Saved entries
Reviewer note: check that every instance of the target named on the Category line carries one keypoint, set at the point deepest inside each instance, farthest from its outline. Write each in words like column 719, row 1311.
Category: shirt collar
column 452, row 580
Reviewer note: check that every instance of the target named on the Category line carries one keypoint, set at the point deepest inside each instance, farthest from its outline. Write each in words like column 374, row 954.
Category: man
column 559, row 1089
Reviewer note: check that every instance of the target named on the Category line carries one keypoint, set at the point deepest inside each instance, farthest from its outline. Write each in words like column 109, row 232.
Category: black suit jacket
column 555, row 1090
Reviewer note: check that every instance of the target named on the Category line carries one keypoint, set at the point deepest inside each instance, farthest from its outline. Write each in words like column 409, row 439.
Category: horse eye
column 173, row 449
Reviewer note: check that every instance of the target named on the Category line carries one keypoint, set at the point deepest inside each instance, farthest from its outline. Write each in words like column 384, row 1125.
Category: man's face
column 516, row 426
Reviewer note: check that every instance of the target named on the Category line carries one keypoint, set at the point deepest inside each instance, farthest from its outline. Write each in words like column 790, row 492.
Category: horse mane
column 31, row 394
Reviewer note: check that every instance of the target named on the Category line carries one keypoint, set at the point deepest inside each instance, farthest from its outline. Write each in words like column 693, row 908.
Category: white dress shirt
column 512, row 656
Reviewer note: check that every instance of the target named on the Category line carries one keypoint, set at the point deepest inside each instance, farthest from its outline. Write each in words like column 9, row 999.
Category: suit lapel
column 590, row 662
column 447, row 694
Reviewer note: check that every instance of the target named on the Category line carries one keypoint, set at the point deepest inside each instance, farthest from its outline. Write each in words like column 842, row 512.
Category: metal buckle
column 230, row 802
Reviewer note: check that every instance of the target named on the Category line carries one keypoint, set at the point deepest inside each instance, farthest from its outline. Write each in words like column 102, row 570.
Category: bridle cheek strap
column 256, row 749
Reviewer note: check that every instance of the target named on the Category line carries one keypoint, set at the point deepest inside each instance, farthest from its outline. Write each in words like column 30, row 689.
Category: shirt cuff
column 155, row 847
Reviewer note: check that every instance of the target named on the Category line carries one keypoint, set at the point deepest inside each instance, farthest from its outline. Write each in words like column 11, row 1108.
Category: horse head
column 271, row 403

### Directions for this task
After reading the data above, return it verbatim in full.

### Expected output
Reviewer note: check that every instance of the target named on the Category line carries one keypoint, set at the point deepest inside each instance, farthest from its outline. Write each in words like column 719, row 1311.
Category: shirt collar
column 452, row 580
Reviewer note: check that every instance of the target named on the Category line carries one keypoint, set at the point deepest inside each instance, farthest from its outline. Write each in words like column 374, row 954.
Category: man
column 559, row 1089
Reviewer note: check that every instance of the target named on the Category line carries one keypoint, set at the point deepest inside each instance, farthest from its outline. Write each in words like column 109, row 232.
Category: black suit jacket
column 555, row 1090
Reviewer note: check that every instance of the target named on the Category line carries one keypoint, set at the point deepest inside each instance, farthest from its outline. Write each in words like column 409, row 439.
Category: horse eye
column 173, row 449
Reviewer note: check that every instance of the target named on the Category line carries one keypoint, set at the point deepest inside each instance, farthest from its outline. Write each in words like column 384, row 1125.
Category: man's face
column 516, row 426
Reviewer note: check that every instance of the target named on the Category line carries one keypoint, set at the point deepest inside each instance, farthest from its outline. Write each in words like column 790, row 492.
Category: horse mane
column 31, row 394
Reviewer note: check that every instance of the target named on the Category line carries one keypoint, set at the point deepest inside each instance, farthest from its outline. Write each in words like column 693, row 908.
Category: white dress shirt
column 512, row 656
Reviewer note: check that every instance of the target named on the Category line carries one keypoint, set at the point deepest inside each instance, farthest from its outline. Write each in words like column 9, row 999.
Category: suit lapel
column 590, row 662
column 447, row 694
Reviewer note: check that every instance of the target named on the Category line carries one keypoint, set at the point deepest inside each instance, farthest from its outline. Write each in words like column 842, row 512.
Category: metal buckle
column 230, row 802
Reviewer note: check that every instance of the target named on the Category line carries one keypoint, set at the point deepest inside each instance, farthest from its outline. Write each in words like column 102, row 570.
Category: bridle cheek strap
column 256, row 749
Reviewer note: check that every instance of the target named on the Category line carries one keypoint, set at the point deepest inside each instance, farthest from its outline. Write each in words like column 30, row 689.
Category: shirt cuff
column 155, row 847
Reviewer note: check that every instance of the target named on the Category line carries one keypoint, set at the point deepest inside each instance, farthest from its outline. Write each in words like column 11, row 1108.
Category: horse head
column 271, row 403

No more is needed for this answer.